BRIEF: Each line from the one containing "If you could pin the volleyball" through the end of the data must be retyped exactly, and no other line.

START WORKING DATA

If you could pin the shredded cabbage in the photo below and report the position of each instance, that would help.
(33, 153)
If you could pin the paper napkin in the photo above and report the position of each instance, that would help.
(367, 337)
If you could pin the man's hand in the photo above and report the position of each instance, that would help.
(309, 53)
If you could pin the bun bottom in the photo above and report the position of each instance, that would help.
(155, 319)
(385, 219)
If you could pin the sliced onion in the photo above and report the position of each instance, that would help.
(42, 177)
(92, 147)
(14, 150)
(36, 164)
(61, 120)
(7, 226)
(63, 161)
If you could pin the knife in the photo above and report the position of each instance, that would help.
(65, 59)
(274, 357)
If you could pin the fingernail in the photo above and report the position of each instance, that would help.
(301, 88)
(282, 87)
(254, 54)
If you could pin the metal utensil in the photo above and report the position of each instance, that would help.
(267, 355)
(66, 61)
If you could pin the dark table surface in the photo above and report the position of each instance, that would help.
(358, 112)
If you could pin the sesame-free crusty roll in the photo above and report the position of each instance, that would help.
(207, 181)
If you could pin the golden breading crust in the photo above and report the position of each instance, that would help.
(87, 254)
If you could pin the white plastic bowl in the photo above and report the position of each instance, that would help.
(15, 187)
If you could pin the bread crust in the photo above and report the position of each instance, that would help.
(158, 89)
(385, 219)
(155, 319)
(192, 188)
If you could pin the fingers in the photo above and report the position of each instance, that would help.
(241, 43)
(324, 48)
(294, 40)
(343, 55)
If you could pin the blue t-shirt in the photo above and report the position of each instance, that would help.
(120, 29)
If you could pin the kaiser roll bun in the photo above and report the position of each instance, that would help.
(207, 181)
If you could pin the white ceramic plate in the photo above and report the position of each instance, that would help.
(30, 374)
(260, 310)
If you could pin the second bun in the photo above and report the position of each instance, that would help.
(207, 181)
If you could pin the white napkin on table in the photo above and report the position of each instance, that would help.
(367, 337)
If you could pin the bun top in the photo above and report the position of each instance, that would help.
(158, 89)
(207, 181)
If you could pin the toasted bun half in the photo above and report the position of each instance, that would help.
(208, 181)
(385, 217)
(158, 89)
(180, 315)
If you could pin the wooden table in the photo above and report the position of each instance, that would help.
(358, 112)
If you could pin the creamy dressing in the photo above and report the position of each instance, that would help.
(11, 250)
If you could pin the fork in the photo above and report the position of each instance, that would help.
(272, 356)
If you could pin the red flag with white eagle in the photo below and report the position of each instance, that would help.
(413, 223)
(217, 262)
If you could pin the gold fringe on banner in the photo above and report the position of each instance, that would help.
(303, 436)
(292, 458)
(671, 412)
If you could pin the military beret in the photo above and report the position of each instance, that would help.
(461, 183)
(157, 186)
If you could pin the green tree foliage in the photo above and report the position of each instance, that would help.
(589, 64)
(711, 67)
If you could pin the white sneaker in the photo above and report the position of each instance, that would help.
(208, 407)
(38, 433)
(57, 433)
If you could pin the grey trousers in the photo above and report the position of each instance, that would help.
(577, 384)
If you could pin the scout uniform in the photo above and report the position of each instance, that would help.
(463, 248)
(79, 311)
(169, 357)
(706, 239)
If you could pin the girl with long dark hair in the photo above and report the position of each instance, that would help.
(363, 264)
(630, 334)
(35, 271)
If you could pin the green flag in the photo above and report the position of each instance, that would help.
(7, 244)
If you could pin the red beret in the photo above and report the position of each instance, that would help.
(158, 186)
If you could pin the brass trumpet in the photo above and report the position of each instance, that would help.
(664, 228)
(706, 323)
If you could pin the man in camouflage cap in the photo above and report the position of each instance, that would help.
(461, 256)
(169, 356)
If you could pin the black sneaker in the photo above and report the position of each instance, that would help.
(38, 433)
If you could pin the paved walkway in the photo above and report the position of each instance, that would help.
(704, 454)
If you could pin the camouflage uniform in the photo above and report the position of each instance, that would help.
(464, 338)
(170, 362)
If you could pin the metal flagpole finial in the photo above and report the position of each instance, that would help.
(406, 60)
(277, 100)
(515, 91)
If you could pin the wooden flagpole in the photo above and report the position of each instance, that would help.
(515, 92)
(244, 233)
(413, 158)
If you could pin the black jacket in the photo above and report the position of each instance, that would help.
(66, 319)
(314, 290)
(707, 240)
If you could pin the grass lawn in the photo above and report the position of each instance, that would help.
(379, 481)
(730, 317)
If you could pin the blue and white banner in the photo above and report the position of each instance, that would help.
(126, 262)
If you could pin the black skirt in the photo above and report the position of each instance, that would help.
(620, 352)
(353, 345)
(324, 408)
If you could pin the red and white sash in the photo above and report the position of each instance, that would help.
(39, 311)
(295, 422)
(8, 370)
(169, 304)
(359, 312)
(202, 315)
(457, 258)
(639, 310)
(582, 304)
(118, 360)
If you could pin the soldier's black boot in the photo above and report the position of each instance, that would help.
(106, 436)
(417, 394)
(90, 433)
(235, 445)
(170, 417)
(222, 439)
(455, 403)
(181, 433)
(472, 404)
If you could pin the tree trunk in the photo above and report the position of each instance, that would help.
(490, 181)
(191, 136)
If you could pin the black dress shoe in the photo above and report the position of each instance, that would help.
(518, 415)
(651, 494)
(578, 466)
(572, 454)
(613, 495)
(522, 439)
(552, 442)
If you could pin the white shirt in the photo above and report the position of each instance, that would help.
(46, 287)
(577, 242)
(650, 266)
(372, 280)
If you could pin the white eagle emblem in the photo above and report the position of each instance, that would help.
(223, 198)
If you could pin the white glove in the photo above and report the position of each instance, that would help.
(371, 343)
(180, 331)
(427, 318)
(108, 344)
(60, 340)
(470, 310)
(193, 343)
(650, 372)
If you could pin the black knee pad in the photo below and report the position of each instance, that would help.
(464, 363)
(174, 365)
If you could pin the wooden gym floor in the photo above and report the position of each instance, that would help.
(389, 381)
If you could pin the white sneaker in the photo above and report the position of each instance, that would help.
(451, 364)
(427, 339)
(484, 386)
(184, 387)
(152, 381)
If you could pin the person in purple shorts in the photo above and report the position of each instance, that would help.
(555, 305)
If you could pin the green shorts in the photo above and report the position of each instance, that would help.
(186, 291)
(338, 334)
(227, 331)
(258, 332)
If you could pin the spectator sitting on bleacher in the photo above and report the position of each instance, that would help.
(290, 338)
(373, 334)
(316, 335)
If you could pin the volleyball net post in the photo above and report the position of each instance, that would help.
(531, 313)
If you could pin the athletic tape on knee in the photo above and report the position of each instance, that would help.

END WORKING DATA

RESULT:
If you could pin the volleyball net post in the photo above and report the position of each instance, that would help.
(531, 313)
If you could pin the athletic tape on knee in the photo above and report the position of each instance, that would help.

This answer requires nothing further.